TUGAS YANG DIKERJAKAN
(a) Tuliskan kembali bagian teks tentang tugu pertempuran Molibagu, mulai dari "Pembuatannya, kata Gobel, dilakukan" sampai dengan "surat keterangan (SK).".
(b) Menurut teks tentang tugu pertempuran Molibagu, siapa yang meresmikan tugu tersebut?

TEKS BACAAN
------------------------------------------------------------

Tugu Pertempuran Berdarah Molibagu. 'Kami Lebih Dahulu Merdeka daripada Manado'
Tugu ini memiliki lima sudut unik yang dahulu, katanya, menjadi tempat paralon serupa bambu runcing.
Penulis: | Editor:
Laporan wartawan Tribun Manado David Manewus
TRIBUNMANADO.CO.ID, MOLIBAGU - TUGU pertempuran berdarah mempertahankan kemerdekaan Republik Indonesia di Molibagu Bolaang Uki Bolaang Mongondow Selatan (Bolsel), seperti tak punya arti dibandingkan lapangan futsal dan menara komunikasi di sampingnya. Padahal pertempuran ini mendahului peristiwa 14 Februari di Manado.
Tugu itu sendiri berbentuk tiang dengan posisi di arah barat laut Lapangan Molibagu. Tugu ini memiliki lima sudut unik yang dahulu, katanya, menjadi tempat paralon serupa bambu runcing.
"Dulu di sini ada lima bambu runcing tapi sudah patah," kata Hasan Van Gobel, tokoh sejarah Bolsel, saat ditemui di rumahnya, Jumat (22/4).
Sebuah seng yang dicat merah putih sebenarnya berada di atasnya. Lagi-lagi seng itu sudah rusak.
"Bentuknya begitu. Lima buluh runcing artinya pancasila. Dulu di situ juga ada prasasti. (Tertulis) nama-nama anggota gerakan. Tapi juga sudah terhapus," katanya.
Sejarah pembuatan tugu, katanya, banyak yang tidak diketahui orang apalagi anak muda.
"Yang buat ini para veteran. Dulu saya hanya sebagai wakil sekretaris walau jadi ketua Pemuda Panca Marga (PPM)," ujarnya.
Pembuatannya, kata Gobel, dilakukan sekitar tahun 1978. Saat itu ia juga tugas belajar di Manado.
Ketua pembangunan saat itu Muktar Van Gobel. Pembangunan bisa terjadi karena ada 30 sampai 40 orang neteran yang sudah diberi surat keterangan (SK).
"Dengan SK itu kami bisa mengumpulkan uang misalnya Rp 100 ribu untuk membeli semen," katanya.
Tugu itu, kata Gobel, diresmikan Kolonel Wullur. Saat itu Wullur menjadi Wakil Ketua Veteran Sulawesi Utara. Saat itu Ketua Veteran ialah Rauf Mo'o, Wali Kota Manado. Mo'o urung meresmikan karena panggilan tugas ke Jakarta.

------------------------------------------------------------

DATA HASIL EKSTRAKSI
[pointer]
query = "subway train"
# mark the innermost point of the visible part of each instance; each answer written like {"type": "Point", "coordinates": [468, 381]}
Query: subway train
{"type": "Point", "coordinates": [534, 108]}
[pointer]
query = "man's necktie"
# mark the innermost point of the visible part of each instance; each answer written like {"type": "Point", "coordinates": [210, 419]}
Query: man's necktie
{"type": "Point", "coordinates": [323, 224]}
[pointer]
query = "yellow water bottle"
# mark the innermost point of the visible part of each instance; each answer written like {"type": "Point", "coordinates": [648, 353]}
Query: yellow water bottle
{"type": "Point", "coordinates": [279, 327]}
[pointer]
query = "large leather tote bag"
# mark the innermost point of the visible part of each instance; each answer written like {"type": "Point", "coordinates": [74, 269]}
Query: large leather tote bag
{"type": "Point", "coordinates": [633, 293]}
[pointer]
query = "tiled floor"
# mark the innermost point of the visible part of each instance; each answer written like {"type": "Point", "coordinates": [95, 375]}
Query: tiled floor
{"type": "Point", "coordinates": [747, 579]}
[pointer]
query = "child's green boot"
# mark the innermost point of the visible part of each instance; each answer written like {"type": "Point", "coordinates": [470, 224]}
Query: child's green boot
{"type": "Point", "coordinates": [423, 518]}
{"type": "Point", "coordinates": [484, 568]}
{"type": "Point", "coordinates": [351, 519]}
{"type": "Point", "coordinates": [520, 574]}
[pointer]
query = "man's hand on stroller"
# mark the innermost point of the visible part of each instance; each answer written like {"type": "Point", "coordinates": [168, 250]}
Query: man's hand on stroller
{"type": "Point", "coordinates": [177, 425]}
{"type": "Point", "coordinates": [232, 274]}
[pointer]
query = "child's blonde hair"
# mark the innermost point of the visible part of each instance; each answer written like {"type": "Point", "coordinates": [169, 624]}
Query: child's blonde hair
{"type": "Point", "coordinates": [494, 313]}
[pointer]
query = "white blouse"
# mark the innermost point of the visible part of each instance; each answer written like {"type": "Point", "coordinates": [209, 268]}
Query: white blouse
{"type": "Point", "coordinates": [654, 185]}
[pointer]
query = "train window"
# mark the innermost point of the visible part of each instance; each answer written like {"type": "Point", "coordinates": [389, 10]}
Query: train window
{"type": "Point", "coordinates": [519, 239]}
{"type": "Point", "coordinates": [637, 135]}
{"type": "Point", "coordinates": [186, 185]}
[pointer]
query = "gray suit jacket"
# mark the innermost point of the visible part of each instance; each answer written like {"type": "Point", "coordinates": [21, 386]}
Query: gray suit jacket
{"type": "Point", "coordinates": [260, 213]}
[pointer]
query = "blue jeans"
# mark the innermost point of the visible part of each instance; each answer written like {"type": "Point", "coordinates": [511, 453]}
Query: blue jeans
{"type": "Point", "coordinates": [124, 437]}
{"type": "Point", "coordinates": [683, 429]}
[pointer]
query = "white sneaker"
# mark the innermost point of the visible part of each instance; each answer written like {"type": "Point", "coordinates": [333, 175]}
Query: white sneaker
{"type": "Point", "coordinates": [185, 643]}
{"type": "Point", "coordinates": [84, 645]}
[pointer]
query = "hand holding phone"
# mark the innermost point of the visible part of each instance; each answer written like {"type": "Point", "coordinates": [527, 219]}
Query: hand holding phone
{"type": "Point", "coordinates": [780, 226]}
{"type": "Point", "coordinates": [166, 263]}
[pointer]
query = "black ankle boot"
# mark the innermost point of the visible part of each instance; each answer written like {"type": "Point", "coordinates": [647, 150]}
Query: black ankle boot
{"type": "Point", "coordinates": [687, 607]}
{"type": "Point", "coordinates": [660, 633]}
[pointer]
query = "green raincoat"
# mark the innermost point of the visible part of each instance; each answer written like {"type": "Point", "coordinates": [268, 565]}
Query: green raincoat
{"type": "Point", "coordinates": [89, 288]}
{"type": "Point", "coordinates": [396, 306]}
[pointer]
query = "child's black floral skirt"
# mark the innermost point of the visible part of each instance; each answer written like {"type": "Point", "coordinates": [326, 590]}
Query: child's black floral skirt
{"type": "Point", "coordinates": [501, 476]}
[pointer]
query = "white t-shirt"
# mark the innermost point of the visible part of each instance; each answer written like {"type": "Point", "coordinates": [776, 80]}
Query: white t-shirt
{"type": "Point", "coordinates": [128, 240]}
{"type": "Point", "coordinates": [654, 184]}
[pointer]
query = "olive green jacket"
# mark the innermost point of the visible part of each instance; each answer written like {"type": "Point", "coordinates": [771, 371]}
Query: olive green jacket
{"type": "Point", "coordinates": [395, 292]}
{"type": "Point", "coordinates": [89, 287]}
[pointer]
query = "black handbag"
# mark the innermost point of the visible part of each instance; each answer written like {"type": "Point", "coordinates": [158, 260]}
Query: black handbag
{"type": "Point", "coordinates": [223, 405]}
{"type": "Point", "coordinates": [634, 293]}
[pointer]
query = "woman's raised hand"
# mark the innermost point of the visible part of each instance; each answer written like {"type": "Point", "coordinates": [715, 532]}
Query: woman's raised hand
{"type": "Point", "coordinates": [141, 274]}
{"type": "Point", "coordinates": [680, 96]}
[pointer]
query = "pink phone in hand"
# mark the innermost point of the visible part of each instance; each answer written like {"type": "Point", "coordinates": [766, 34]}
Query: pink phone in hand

------------------------------------------------------------

JAWABAN LATIHAN
(a)
Pembuatannya, kata Gobel, dilakukan sekitar tahun 1978. Saat itu ia juga tugas belajar di Manado.
Ketua pembangunan saat itu Muktar Van Gobel. Pembangunan bisa terjadi karena ada 30 sampai 40 orang neteran yang sudah diberi surat keterangan (SK).

(b) Kolonel Wullur, yang saat itu menjadi Wakil Ketua Veteran Sulawesi Utara.